Down to the last line, print the data that follows exactly, without its pictures.

[Region pointing data]

▼▼▼

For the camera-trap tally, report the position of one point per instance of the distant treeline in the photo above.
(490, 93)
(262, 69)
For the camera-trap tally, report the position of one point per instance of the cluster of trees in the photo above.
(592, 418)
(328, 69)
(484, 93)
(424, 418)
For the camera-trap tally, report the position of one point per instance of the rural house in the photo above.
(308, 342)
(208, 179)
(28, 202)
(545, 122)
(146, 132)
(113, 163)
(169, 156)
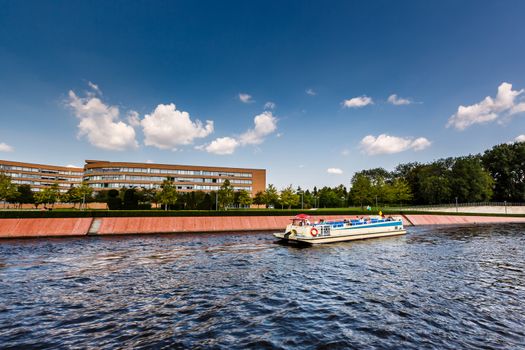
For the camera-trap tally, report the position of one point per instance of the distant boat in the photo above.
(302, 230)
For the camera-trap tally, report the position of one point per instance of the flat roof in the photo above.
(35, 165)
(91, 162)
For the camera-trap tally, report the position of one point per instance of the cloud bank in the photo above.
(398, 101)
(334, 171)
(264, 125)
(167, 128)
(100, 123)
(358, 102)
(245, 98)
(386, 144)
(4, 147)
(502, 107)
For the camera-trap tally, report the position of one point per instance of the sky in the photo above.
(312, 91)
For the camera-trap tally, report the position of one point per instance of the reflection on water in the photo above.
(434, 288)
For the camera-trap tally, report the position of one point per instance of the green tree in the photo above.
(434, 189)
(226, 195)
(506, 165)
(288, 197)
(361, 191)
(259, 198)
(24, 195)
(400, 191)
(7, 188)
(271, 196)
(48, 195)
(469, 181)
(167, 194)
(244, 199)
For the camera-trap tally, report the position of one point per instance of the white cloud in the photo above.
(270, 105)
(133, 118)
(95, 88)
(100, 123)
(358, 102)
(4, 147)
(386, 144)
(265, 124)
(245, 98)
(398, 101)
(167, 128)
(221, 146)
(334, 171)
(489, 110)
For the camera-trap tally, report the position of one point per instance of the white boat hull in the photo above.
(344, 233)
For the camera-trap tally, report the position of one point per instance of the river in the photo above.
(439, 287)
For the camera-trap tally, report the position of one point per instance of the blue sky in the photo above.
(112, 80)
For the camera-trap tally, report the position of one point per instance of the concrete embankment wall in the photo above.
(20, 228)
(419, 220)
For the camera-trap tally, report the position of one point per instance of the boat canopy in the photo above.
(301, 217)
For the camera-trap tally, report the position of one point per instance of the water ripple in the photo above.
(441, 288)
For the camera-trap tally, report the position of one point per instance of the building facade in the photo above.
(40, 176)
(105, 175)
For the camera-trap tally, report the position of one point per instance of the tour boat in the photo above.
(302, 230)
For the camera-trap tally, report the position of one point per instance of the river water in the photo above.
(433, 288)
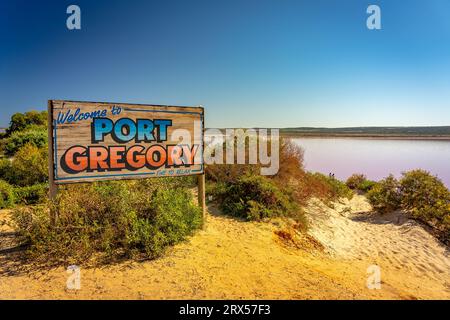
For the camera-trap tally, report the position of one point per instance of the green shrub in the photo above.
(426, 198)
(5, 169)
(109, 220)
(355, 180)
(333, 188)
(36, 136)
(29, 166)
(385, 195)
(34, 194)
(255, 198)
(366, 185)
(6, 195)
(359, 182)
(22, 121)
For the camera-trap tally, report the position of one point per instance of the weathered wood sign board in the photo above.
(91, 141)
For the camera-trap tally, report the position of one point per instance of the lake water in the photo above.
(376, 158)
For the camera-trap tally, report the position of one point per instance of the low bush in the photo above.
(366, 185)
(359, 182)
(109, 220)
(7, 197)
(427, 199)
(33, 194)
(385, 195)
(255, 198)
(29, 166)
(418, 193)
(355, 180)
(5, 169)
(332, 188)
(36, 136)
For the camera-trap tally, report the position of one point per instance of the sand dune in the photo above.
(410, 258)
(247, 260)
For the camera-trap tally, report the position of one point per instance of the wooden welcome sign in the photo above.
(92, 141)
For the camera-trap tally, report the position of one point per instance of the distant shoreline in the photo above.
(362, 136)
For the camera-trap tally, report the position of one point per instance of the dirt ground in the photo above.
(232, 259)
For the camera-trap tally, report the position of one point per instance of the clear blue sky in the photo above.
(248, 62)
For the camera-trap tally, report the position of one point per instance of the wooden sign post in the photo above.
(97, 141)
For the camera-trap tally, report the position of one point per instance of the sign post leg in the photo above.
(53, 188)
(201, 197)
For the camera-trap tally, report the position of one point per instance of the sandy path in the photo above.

▲▲▲

## PROBLEM SOLUTION:
For the camera-trap tally, report the position of one point per instance of the distant treeline in the photo above.
(490, 93)
(262, 69)
For the camera-trap tally, report the position of one point per instance of the cluster of trees in the photo above.
(592, 418)
(328, 69)
(484, 93)
(424, 418)
For the camera-trap tally, report the position of one point per instance of the rural house in the photo above.
(308, 342)
(208, 179)
(28, 202)
(545, 122)
(146, 132)
(113, 163)
(169, 156)
For the camera-trap tally, report the position of one point per instance of the distant boat in the photo above.
(302, 230)
For the camera-trap tally, report the position of one point per instance of the flat roof in the photo above.
(35, 165)
(91, 162)
For the camera-trap tally, report the position of one point per instance of the cloud bank in the photo above.
(398, 101)
(334, 171)
(264, 125)
(167, 128)
(100, 123)
(358, 102)
(245, 98)
(386, 144)
(4, 147)
(502, 107)
For the camera-trap tally, report the position of one point per instance of the sky in the photo above.
(312, 91)
For the camera-trap tally, report the position of one point per instance of the reflection on water in the photo above.
(434, 288)
For the camera-trap tally, report the position of one point per instance of the green tree in the photo above.
(434, 189)
(226, 195)
(506, 165)
(288, 197)
(361, 191)
(259, 198)
(24, 195)
(400, 191)
(7, 188)
(271, 196)
(48, 195)
(469, 181)
(167, 194)
(244, 199)
For the camera-trap tally, report the position of one point per instance of the white cloud in the photo above.
(270, 105)
(133, 118)
(95, 88)
(100, 123)
(358, 102)
(4, 147)
(386, 144)
(265, 124)
(245, 98)
(398, 101)
(167, 128)
(221, 146)
(334, 171)
(489, 110)
For the camera-trap tally, report the position of one point per instance of the white boat hull in the photo above.
(344, 233)
For the camera-trap tally, report the position of one point per instance of the river in the photo above.
(439, 287)
For the camera-trap tally, report the position of one point per instance of the blue sky in the photo above.
(112, 80)
For the camera-trap tally, report the position of one point per instance of the concrete embankment wall in the photo above.
(20, 228)
(419, 220)
For the camera-trap tally, report the position of one point per instance of the boat canopy in the photo above.
(301, 217)
For the camera-trap tally, report the position of one point per instance of the water ripple in the photo above.
(441, 288)
For the camera-trap tally, report the position of one point per instance of the building facade in the photo above.
(40, 176)
(105, 175)
For the camera-trap tally, report the position of one point per instance of the tour boat in the photo above.
(302, 230)
For the camera-trap tally, report the position of one point per instance of the river water in the photo above.
(433, 288)
For the camera-trap tally, report the position of one point per instance of the green shrub in the photo above.
(426, 198)
(5, 169)
(109, 220)
(355, 180)
(333, 188)
(36, 136)
(29, 166)
(385, 195)
(34, 194)
(255, 198)
(366, 185)
(6, 195)
(359, 182)
(22, 121)
For the camera-trap tally, report the position of one point per instance of the weathered wood sign board in the photo above.
(91, 141)
For the camera-trap tally, report the position of one point per instance of the lake water in the photo above.
(376, 158)
For the camera-trap tally, report the position of one point per instance of the low bush in the photo above.
(366, 185)
(359, 182)
(109, 220)
(7, 197)
(427, 199)
(33, 194)
(385, 195)
(255, 198)
(29, 166)
(418, 193)
(355, 180)
(5, 169)
(332, 188)
(36, 136)
For the camera-trap tally, report the position of one point per instance of the sand dune in the photo above.
(410, 258)
(247, 260)
For the camera-trap tally, report the position of one point per instance of the wooden welcome sign in the photo above.
(92, 141)
For the camera-trap tally, report the position of one point per instance of the distant shoreline in the photo above.
(362, 136)
For the camera-trap tally, report the position of one point per instance of the dirt ground in the photo above.
(232, 259)
For the camera-trap tally, report the position of one point per instance of the clear blue sky in the photo above.
(248, 62)
For the camera-trap tally, report the position of one point per instance of the wooden sign post in the photo above.
(97, 141)
For the camera-trap tally, report the position of one point per instance of the sign post leg in the photo above.
(53, 188)
(201, 197)
For the camera-trap tally, report the position of one point per instance of the sandy path in the photo above.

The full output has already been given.